### PROVIDED TEXT
(begin)

Studio album by Manu Chao
- Released: 30 August 2007
- Genres: Latin alternative, rock
- Label: Because
- Producer: Manu Chao

Manu Chao chronology
| Sibérie m'était contéee (2004) | La Radiolina (2007) | Viva Tu (2024) |

= La Radiolina =

La Radiolina is the fourth studio album by Manu Chao. It was released on 4 September 2007. Italy saw an advance release of the album on 30 August.

"Rainin in Paradize", the first single from the album, was available before its official release for download on his website. The single features a music video directed by Serbian filmmaker Emir Kusturica. There is also a video for the song "Me Llaman Calle", featuring Manu Chao performing in a local bar.

Professional ratings
Review scores
| Source | Rating |
| AllMusic | link |
| Entertainment Weekly | A− link |
| The Guardian | link |
| LA Times | link |
| The Observer | link |
| The Onion | A− link |
| Pitchfork | 7.5/10 6Sep2007 |
| Q | link |
| Rolling Stone | link |
| Uncut | link |

==Languages and style==
The album's title La Radiolina means the small radio in Italian, referring to a small-sized transistor radio. The album is mainly sung in Spanish. "Politik Kills", "Rainin In Paradize", "The Bleedin Clown" and the first two lines of "Siberia" are in English; "Besoin de la Lune" and "Panik Panik" are in French; "A Cosa" is in Italian, a first for Manu Chao; "Amalucada Vida" is in Brazilian Portuguese.

Musically, the album features a trademark of Manu Chao's style in its re-utilizing of the same instrumental backing tracks with different melodies and lyrics:
- "Rainin In Paradize", "El Kitapena", "Siberia" and "Mama Cuchara" all feature the same backing track, which is slightly heavier and rockier than the usual Manu Chao output, with distorted guitars played by Madjid Fahem.
- "El Hoyo" and "Panik Panik" are similar in style to the above song, but the chords are slightly different.
- Other tracks on the album are just coupled by using the same music: "13 Días" and "Besoin de la Lune"; "Politik Kills" and "Mundorévès"; "A Cosa" and "Amalucada Vida"; "The Bleedin Clown" and "Y Ahora Qué?", which at the same time have the same lead guitar melody as "Tristeza Maleza", but on a different chord.
- "Piccola Radiolina" is an edited instrumental version of "Mala Fama".
- "Soñé Otro Mundo" is a short instrumental excerpt from "Otro Mundo".
- "Me Llaman Calle" and "La Vida Tómbola" feature the same chords and the same accompaniment pattern, although the music is not exactly identical.

(end)

[Image object location entries]
(begin)

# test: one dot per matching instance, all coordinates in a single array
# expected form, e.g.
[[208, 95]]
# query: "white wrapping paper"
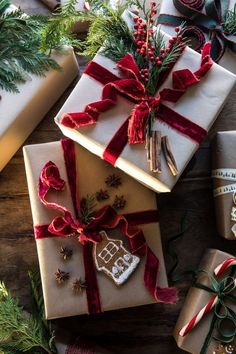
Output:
[[20, 113], [201, 104], [228, 61]]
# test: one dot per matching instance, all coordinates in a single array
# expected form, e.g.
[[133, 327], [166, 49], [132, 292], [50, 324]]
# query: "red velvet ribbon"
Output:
[[106, 218], [131, 87]]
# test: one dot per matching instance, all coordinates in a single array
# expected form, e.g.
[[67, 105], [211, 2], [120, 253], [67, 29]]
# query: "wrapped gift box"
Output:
[[196, 299], [20, 113], [224, 182], [201, 104], [228, 60], [91, 172]]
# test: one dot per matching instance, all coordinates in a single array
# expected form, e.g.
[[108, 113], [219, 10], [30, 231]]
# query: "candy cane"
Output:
[[209, 306]]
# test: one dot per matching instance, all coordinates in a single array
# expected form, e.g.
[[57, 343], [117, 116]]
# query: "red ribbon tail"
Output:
[[92, 290]]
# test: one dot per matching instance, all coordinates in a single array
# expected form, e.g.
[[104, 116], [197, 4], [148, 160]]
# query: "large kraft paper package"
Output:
[[196, 299], [224, 181], [201, 104], [91, 173], [20, 113]]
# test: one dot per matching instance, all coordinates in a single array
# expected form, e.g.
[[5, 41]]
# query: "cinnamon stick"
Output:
[[155, 151]]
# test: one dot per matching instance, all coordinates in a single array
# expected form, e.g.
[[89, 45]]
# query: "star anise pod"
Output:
[[61, 276], [66, 253], [102, 195], [79, 285], [119, 202], [113, 181]]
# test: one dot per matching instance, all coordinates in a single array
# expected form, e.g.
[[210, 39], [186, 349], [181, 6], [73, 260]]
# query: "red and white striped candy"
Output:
[[219, 270]]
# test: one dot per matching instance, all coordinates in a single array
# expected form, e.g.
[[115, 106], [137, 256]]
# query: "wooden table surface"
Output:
[[147, 329]]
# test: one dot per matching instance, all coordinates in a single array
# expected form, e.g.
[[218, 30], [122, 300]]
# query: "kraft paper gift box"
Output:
[[21, 112], [228, 60], [196, 299], [91, 173], [201, 104], [224, 182]]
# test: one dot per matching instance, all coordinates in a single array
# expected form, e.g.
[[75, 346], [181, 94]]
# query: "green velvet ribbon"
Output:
[[212, 23], [223, 324]]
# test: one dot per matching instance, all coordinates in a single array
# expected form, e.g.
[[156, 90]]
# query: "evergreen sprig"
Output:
[[87, 208], [20, 48], [21, 332]]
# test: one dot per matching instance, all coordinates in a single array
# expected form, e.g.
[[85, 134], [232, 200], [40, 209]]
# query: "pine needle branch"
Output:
[[229, 24], [87, 208]]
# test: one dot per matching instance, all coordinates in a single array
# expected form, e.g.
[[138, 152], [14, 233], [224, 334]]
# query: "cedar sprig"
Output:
[[229, 25], [20, 54], [20, 332]]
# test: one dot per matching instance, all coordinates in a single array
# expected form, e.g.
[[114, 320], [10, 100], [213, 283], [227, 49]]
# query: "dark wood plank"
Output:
[[146, 329]]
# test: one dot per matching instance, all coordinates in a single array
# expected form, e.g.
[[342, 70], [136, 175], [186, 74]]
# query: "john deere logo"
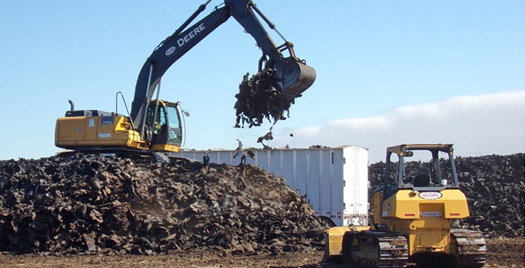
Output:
[[169, 51], [430, 195]]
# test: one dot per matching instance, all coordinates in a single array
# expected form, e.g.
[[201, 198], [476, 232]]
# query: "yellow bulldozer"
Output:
[[413, 214]]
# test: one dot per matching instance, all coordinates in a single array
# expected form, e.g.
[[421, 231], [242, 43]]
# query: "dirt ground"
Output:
[[501, 253]]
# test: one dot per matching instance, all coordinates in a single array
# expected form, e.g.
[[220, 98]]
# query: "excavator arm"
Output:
[[292, 76]]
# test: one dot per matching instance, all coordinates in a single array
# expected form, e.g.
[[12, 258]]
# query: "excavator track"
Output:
[[155, 157], [375, 249], [472, 250]]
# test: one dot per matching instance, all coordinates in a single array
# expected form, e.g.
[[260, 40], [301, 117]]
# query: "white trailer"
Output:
[[334, 181]]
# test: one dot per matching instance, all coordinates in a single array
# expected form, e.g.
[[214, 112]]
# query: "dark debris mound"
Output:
[[98, 204], [258, 98], [495, 189]]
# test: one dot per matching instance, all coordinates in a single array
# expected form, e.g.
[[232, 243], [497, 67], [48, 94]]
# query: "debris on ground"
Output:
[[89, 203]]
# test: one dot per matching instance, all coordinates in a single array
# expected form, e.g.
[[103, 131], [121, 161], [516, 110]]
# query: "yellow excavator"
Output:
[[155, 125], [412, 217]]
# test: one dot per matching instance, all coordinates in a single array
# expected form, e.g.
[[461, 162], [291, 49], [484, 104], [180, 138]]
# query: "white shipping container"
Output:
[[334, 181]]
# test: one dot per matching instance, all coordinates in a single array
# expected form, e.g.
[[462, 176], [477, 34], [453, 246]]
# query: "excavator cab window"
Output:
[[174, 129], [156, 123]]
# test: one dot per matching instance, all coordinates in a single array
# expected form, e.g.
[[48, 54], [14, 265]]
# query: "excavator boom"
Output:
[[292, 76]]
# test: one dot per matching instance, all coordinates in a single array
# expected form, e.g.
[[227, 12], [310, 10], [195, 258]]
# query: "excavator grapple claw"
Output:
[[270, 92], [295, 77]]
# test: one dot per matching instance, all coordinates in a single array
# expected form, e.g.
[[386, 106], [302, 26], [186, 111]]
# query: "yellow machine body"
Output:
[[89, 131], [413, 214], [424, 217], [86, 130]]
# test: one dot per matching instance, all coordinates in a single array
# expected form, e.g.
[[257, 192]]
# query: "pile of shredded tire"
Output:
[[101, 204]]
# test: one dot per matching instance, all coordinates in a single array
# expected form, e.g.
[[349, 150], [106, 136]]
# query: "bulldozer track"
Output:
[[472, 250], [378, 250]]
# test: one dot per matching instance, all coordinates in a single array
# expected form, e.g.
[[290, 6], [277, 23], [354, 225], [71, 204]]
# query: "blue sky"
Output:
[[380, 66]]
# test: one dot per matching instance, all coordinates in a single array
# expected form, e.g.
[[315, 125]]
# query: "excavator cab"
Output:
[[163, 126]]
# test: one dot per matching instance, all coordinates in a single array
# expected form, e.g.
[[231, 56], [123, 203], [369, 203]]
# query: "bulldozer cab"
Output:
[[163, 126], [420, 167]]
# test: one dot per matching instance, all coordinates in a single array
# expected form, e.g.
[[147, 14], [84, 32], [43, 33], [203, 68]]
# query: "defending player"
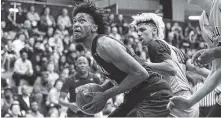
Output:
[[147, 94], [210, 24]]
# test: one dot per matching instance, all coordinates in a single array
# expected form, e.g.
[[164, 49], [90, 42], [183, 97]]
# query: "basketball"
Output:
[[82, 99]]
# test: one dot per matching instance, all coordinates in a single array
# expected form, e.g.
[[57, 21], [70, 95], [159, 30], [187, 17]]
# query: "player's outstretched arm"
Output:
[[201, 71], [115, 53]]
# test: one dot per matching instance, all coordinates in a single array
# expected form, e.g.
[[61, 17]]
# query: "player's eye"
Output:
[[74, 21], [82, 21]]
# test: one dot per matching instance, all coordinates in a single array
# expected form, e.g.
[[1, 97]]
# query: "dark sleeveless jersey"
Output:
[[111, 71]]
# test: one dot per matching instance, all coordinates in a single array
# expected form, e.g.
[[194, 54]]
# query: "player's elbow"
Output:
[[142, 73], [172, 72]]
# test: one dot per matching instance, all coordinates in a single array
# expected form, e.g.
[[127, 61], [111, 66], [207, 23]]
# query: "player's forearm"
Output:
[[128, 83], [107, 84], [201, 71], [209, 85], [64, 103], [217, 52], [163, 68]]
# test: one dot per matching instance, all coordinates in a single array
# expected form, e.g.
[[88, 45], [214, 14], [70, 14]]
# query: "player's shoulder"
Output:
[[109, 48], [106, 42]]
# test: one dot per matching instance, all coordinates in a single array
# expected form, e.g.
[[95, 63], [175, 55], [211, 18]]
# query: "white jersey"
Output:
[[211, 24], [211, 29]]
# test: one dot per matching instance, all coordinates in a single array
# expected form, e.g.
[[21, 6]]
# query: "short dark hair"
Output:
[[96, 13]]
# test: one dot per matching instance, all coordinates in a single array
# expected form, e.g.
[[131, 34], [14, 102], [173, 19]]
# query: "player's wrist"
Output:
[[216, 52]]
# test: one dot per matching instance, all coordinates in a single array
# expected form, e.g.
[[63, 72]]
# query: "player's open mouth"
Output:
[[77, 31]]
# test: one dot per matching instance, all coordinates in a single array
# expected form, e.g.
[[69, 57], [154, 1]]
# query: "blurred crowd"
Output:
[[39, 52]]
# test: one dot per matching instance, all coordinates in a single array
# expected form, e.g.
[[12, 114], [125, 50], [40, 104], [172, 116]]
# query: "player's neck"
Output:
[[89, 40], [204, 4], [83, 75]]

(end)

### WORK INSTRUCTIONS
According to the La Radiolina text, who directed the music video for "Rainin in Paradize"? This data has no connection to the La Radiolina text.

### ANSWER TO THE PROBLEM
Serbian filmmaker Emir Kusturica directed it.